▶ _EXERCICE ÉCRIT_: Reproduisez le passage de l'extrait choisi ci-dessous, depuis « Y a-t-il aujourd’hui » jusqu'à « avec le Venezuela. » inclus, en remplaçant « pétrole » par « gaz ».

Y a-t-il aujourd’hui une question plus urgente que celle de la lutte anti-impérialiste compte tenu que, à l’heure où ces lignes sont écrites, l’hégémonie étasunienne est plus agressive que jamais ? Le capitalisme et l’impérialisme étasuniens ont besoin de la guerre pour accéder par exemple au pétrole de l’Orénoque et donner ainsi à leur économie une grosse bouffée d’oxygène. Et il est dans leur logique de faire la guerre à tous les peuples qui oseront porter atteinte à ses intérêts financiers. Pour ce faire, l’impérialisme ne lésine pas sur les moyens. Nous le constatons aujourd’hui entre autre avec le Venezuela.

[Données d'annotation par points]
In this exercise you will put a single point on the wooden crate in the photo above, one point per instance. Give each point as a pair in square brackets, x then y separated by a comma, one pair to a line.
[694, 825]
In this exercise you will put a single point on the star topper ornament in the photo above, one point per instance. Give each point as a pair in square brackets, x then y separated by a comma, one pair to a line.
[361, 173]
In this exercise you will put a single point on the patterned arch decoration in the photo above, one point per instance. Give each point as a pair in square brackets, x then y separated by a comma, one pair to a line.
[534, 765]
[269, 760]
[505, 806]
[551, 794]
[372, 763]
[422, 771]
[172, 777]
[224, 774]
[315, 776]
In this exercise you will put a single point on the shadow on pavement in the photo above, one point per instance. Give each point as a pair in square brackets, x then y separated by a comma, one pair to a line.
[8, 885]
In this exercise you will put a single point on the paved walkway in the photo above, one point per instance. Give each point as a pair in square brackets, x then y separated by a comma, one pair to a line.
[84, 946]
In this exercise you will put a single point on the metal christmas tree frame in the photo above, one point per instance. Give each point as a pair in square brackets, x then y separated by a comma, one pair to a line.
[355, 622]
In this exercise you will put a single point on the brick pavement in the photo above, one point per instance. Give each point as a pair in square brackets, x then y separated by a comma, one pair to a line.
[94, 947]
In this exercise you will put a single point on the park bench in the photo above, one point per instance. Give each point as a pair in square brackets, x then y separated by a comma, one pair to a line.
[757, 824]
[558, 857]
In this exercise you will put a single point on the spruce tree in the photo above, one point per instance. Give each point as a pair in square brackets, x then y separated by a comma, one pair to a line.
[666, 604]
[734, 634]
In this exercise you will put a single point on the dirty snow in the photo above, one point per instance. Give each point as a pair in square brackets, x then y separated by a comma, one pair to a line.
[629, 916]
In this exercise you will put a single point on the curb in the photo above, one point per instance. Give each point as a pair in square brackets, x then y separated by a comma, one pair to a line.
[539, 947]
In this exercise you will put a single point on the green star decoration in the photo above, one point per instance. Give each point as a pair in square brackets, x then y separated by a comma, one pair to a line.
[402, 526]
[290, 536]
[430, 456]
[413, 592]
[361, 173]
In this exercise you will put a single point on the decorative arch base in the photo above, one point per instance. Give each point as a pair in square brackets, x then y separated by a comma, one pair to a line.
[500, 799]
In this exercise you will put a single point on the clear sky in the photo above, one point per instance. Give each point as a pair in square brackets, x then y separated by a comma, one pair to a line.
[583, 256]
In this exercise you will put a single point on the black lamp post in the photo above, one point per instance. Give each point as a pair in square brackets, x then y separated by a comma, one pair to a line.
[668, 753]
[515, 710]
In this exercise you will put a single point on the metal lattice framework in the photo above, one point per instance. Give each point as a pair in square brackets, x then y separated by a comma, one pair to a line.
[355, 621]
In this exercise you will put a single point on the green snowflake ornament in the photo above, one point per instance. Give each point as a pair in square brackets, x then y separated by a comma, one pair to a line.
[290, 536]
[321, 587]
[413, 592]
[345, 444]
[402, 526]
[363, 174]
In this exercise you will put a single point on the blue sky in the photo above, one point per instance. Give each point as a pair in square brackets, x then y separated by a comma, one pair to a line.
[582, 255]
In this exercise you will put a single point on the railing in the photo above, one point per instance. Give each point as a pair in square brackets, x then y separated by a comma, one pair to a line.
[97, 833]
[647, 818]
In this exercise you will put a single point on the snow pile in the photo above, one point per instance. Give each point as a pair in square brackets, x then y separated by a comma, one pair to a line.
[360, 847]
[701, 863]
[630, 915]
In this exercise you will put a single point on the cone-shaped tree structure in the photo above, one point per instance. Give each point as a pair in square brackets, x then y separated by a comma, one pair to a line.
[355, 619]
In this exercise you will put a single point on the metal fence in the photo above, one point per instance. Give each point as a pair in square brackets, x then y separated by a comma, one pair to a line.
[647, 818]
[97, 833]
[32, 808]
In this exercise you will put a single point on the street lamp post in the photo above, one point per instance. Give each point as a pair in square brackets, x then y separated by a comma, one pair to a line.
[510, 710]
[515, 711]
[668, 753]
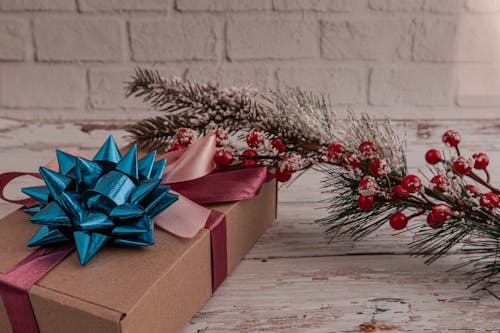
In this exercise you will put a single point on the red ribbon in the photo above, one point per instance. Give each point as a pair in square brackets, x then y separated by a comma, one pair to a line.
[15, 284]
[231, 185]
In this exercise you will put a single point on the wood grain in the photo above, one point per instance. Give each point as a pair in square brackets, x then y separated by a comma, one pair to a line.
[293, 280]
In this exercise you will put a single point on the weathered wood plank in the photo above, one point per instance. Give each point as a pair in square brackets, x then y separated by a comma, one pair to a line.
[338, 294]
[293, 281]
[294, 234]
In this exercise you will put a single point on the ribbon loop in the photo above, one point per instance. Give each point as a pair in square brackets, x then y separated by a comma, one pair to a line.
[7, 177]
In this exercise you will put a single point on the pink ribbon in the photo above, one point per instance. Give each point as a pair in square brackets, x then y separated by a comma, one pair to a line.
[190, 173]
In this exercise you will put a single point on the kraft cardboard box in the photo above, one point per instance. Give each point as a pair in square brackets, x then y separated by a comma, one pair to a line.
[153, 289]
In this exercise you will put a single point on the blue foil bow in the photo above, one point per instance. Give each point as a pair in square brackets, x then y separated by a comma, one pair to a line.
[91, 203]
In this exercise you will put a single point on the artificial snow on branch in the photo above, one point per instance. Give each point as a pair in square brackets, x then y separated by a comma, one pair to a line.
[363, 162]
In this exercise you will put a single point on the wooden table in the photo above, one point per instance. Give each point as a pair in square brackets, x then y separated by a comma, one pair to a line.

▶ _CORRIGÉ PROPOSÉ_:
Y a-t-il aujourd’hui une question plus urgente que celle de la lutte anti-impérialiste compte tenu que, à l’heure où ces lignes sont écrites, l’hégémonie étasunienne est plus agressive que jamais ? Le capitalisme et l’impérialisme étasuniens ont besoin de la guerre pour accéder par exemple au gaz de l’Orénoque et donner ainsi à leur économie une grosse bouffée d’oxygène. Et il est dans leur logique de faire la guerre à tous les peuples qui oseront porter atteinte à ses intérêts financiers. Pour ce faire, l’impérialisme ne lésine pas sur les moyens. Nous le constatons aujourd’hui entre autre avec le Venezuela.